Enfin, il y aurait toujours selon les mêmes sources, des dissensions internes autour d’une nouvelle candidature du président Nkurunziza, au sein des principaux chefs militaires issus de l’ex-rébellion aujourd’hui au pouvoir au Burundi, malgré l’unité de facade affichée par le CNDD-FDD.
L’opposition demande à voir…
« Le président Nkurunziza se devait de donner des gages pour sortir de cette mauvaise passe », explique l’un d’eux, d’où son annonce. Reste à savoir si c’est suffisant, dit-t-il en rappelant le caractère changeant du personnage.
L’opposition en exil doute en tout cas de sa sincérité. Pancrace Cimpaye, le porte-parole du Cnared, la plateforme de l’opposition en exil, ne croit pas un seul instant à cette promesse présidentielle. « En 2015, il n’a annoncé sa candidature qu’à un mois des élections. Et souvenez-vous que l’argumentaire de 2015, c’était de dire « les militants m’ont demandé de les représenter, c’est eux qui décident, c’est la volonté des militants qui prime, rappelle-t-il. M. Nkurunziza veut gagner du temps. la nouvelle Constitution est une pomme qui est difficile à avaler, il est en train de chercher des voies et moyens de désamorcer la pression, et surtout de distraire la communauté internationale et le peuple burundais, afin qu’en 2020, il revienne au galop avec sa présidence à vie. »

▶ EXERCICES
#1 Les affirmations suivantes concordent-elles avec l'extrait sur le Burundi ? Pour chacune, répondez par oui ou par non et citez les mots décisifs du texte. (a) Pancrace Cimpaye est le porte-parole du Cnared. (b) En 2015, le président Nkurunziza a annoncé sa candidature un an avant les élections. (c) Le CNDD-FDD affiche une unité de façade.
#2 Relevez le passage de l'extrait sur le Burundi qui commence aux mots « L’opposition demande à » et s'arrête après « changeant du personnage. ».

▶ ITEMS PRÉSENTÉS

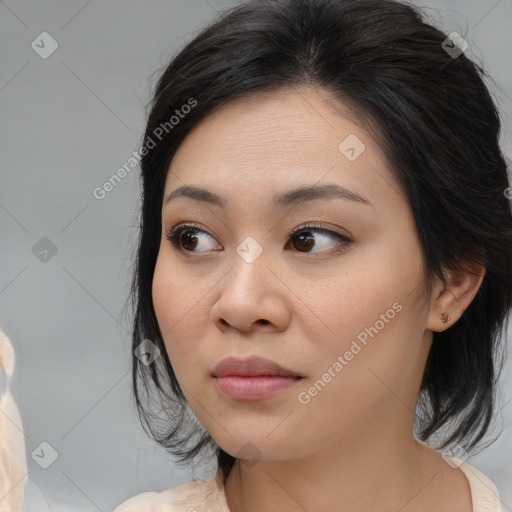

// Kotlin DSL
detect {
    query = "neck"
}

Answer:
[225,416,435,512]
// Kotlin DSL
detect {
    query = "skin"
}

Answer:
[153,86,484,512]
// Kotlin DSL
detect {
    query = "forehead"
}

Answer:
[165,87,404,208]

--

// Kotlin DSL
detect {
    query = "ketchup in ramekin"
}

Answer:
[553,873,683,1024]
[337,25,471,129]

▶ CORRIGÉ DES EXERCICES
#1
(a) Oui : « Pancrace Cimpaye, le porte-parole du Cnared, la plateforme de l’opposition en exil »
(b) Non : « En 2015, il n’a annoncé sa candidature qu’à un mois des élections. »
(c) Oui : « malgré l’unité de facade affichée par le CNDD-FDD »

#2
L’opposition demande à voir…
« Le président Nkurunziza se devait de donner des gages pour sortir de cette mauvaise passe », explique l’un d’eux, d’où son annonce. Reste à savoir si c’est suffisant, dit-t-il en rappelant le caractère changeant du personnage.